-- BEGIN Text extract --

MECH 322 Instrumentation

1
MECH 322 Instrumentation

• Goals
• 2007 Format
• Ideas for next year
• Course Evaluation

2
My Goals

• Observe and measure important physical phenomena
• manometers, beam bending, venturi and Pitot
  probes, boiling water temperature, HTC dependence
  on conductivity, damped vibration, Karman vortex,
• Signal noise, aliasing, feedback control
• in lab frequently observe things you didnt
  expect, troubleshooting
• Understand theory behind and feel comfortable
  using instruments, computerized data acquisition
  and control systems

3
My Goals

• Perform steady and transient measurements,
  understand potential errors (bias, random,
  transient)
• Communicate
• Use clear tables and charts to present
  engineering data
• Analyze and draw bulleted conclusions based on
  data
• Prepare for senior labs and professional practice
• Reasonable work load, so focus

4
Focus Each Lab had Stages

• Clear handouts and lectures (I tried!)
• Web Site easy materials access
• Lab Preparation Homework and Sample Reports
• Revised each year, intended to
• help students know what is expected
• simplify lab time confusion
• LabVIEW programming by example, not theory
• Write reports in lab
• Analyze soon after data acquisition (allows
  re-acquisition)
• give student access to instructor help
• Bulleted conclusion format
• Outlines formal reports (prepare for senior year)

5
5 Statistical Methods Labs

• UNR Quad Measurement
• Find grass seed cost and uncertainty, very
  practical
• Quad Data Analysis
• Mean, St. Dev, Data Exclusion, Correlation
  Coefficient
• Wide range of results highlights need for
  calibration
• Monometer Calibration
• Calibration removes bias
• Standard Deviation of output and input quantifies
  impression
• Strain Gage Installation
• length error estimates
• Elastic Modulus Measurement
• Uncertainty in best fit slope
• Propagation of error, compare calculated to
  literature value
• Written Midterm

6
3 Steady and Data Acquisition Labs

• Air Speed and Volume Flow Rate
• Use pressure transmitters, check consistency
• Propagation of error
• Steady Temperature of Boiling Water at Elevation
• TC, LabVIEW, compare with prediction
• Numerical Differentiation and Spectral Analysis
  of Unsteady Signals
• Sampling Rate Theory, Time derivatives
• Demonstrate unsteady data processing errors and
  solutions
• Written Midterm

7
4 Unsteady Measurement Labs

• Transient Response of a Thermocouple
• Heat transfer in water and air
• uncertainty
• Vibration of a Weighted Cantilever Beam
• Natural frequency prediction and damping
• uncertainty
• Karmon Vortex Unsteady Speed
• Dynamic measurement and spectral analysis
• uncertainty
• Temperature Feedback Control
• Analog output, digital relay, logic
• Lab Practicum Final

8
New This Year

• 3 lectures/week (4 credit course)

-- END Text extract --

● What you need to do:
1) Under "New This Year," how many lectures per week do the MECH 322 slides list?
2) Summarize the MECH 322 slides in two sentences.

-- BEGIN Dataset excerpt --

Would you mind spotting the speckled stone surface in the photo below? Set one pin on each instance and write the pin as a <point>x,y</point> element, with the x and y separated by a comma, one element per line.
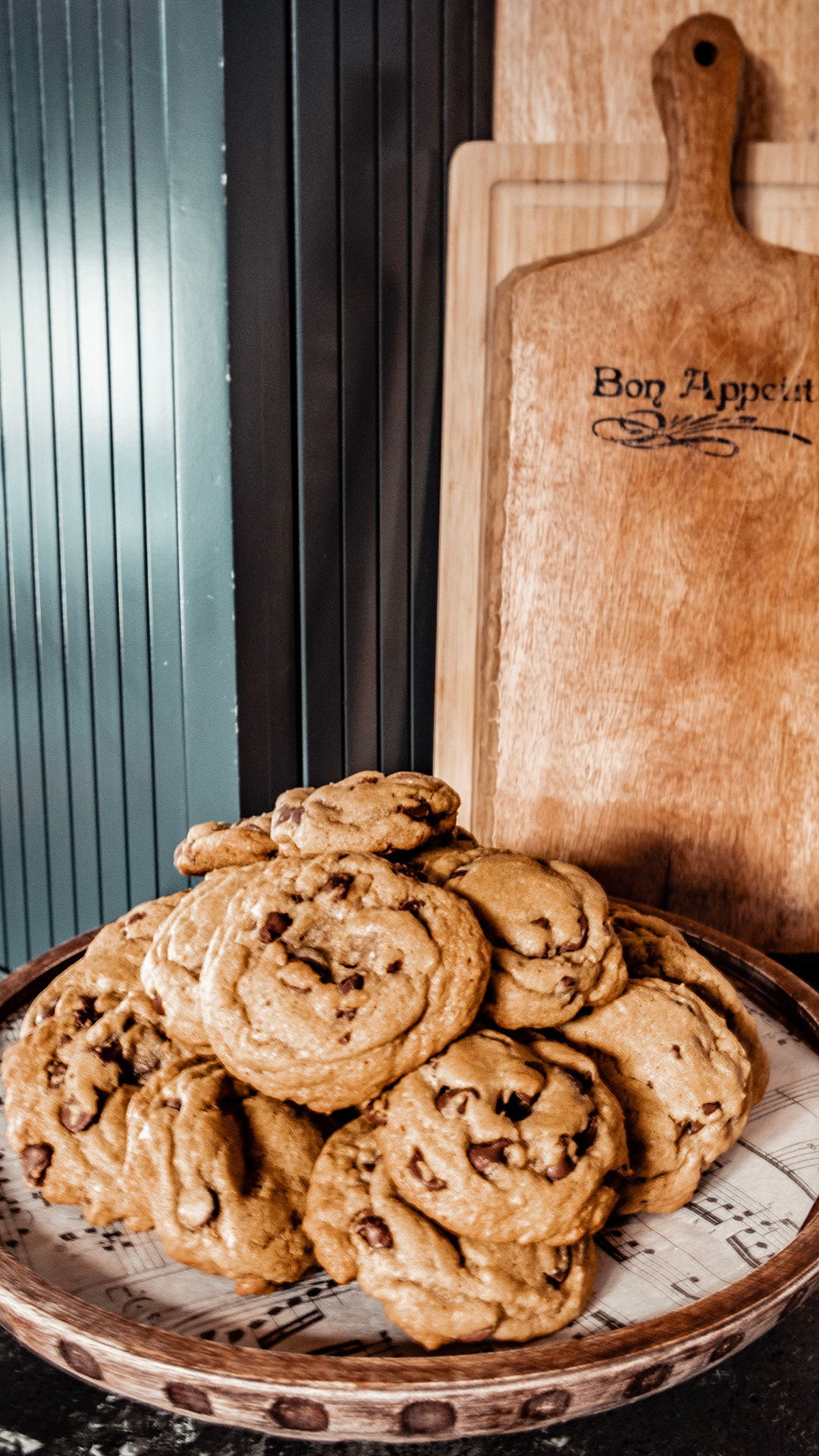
<point>763,1401</point>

-- END Dataset excerpt --

● Answers per task:
1) Three lectures per week, for a 4-credit course.

2) The MECH 322 Instrumentation goals include observing and measuring physical phenomena, understanding instruments and computerized data acquisition and control systems, performing steady and transient measurements while understanding bias, random, and transient errors, and communicating with clear tables, charts, and bulleted conclusions. The labs are grouped into five statistical methods labs, three steady and data acquisition labs, and four unsteady measurement labs, and each lab is supported by handouts, lectures, lab preparation homework, and sample reports.